• **TEXTO**:
___
HACIA UN NUEVO DISCURSO

      Es evidente que la inercia en la que la Arqueología se ahoga, en un momento de superación de tantos paradigmas, nos lleva a refugiarnos en medidas, en formas y en técnicas, espacio positivista en el que nos sentimos con más comodidad que cuando se trata de reconstruir sociedades. Pero ese espacio que nos es tan querido se está alejando cada vez más de la incidencia social positiva que hoy se espera de cualquier ciencia humana, y más cuando, como ocurre con la Arqueología, esa ciencia es el vehículo por medio del cual el pasado llega –o debe llegar para ser comprendido y conocido- al presente.

      Los discursos positivistas parecen haber bastado, con su aparente inocencia, para rellenar al menos cincuenta años de nuestra historia, más o menos la segunda mitad del siglo XX; pero el segundo milenio ha puesto sobre la mesa, de forma abrupta en ocasiones, nuevas exigencias ante las que nos cuesta reaccionar. Al intentar introducir los resultados de nuestras investigaciones, por fin, en el ciclo de conocimiento de la Historia, no tenemos más remedio que incluir al olvidado objetivo último de esas investigaciones: los grupos humanos, las sociedades del pasado. Es entonces cuando nos damos cuenta –nos estamos dando cuenta a la fuerza- de que entre el apurado y sofisticado conocimiento de las medidas, las composiciones químicas y los procesos técnicos y la gente que estaba por detrás, existe un abismo, abismo este sobre el que se ha escrito más bien poco (ver, p.e. Hernando 2002).
___
• **DATOS PROPORCIONADOS**:
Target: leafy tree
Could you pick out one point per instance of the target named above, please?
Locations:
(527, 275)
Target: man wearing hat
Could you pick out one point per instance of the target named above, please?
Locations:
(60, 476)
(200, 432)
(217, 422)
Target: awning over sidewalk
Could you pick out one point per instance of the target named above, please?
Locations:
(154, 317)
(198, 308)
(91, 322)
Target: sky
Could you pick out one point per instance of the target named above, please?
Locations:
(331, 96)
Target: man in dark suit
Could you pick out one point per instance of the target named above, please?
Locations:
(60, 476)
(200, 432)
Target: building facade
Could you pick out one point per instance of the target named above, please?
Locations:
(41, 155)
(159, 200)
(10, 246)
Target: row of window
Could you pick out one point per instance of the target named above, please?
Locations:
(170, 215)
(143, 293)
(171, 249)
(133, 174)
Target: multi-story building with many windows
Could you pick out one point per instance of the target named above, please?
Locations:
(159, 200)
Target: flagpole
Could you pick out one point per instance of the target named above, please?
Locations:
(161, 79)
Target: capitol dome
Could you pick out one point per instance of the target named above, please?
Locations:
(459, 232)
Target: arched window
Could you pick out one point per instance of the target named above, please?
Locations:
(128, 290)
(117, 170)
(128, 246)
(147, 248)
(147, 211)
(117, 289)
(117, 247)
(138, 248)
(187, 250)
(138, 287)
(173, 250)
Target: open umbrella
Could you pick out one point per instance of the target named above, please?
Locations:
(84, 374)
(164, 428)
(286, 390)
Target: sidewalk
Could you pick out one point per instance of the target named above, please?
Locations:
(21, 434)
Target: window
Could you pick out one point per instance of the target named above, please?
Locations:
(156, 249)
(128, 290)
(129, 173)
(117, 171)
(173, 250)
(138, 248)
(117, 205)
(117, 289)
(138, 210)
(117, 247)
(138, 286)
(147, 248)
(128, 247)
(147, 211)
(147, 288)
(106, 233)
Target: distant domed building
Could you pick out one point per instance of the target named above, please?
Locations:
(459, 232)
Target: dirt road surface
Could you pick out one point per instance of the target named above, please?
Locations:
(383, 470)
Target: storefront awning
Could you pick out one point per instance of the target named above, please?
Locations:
___
• **TAREA A REALIZAR**: Copia el texto empezando por "HACIA UN NUEVO" y siguiendo hasta "conocido- al presente.", pero reemplaza "espacio" por "terreno".

• **SOLUCIÓN PROPUESTA**:
HACIA UN NUEVO DISCURSO

      Es evidente que la inercia en la que la Arqueología se ahoga, en un momento de superación de tantos paradigmas, nos lleva a refugiarnos en medidas, en formas y en técnicas, terreno positivista en el que nos sentimos con más comodidad que cuando se trata de reconstruir sociedades. Pero ese terreno que nos es tan querido se está alejando cada vez más de la incidencia social positiva que hoy se espera de cualquier ciencia humana, y más cuando, como ocurre con la Arqueología, esa ciencia es el vehículo por medio del cual el pasado llega –o debe llegar para ser comprendido y conocido- al presente.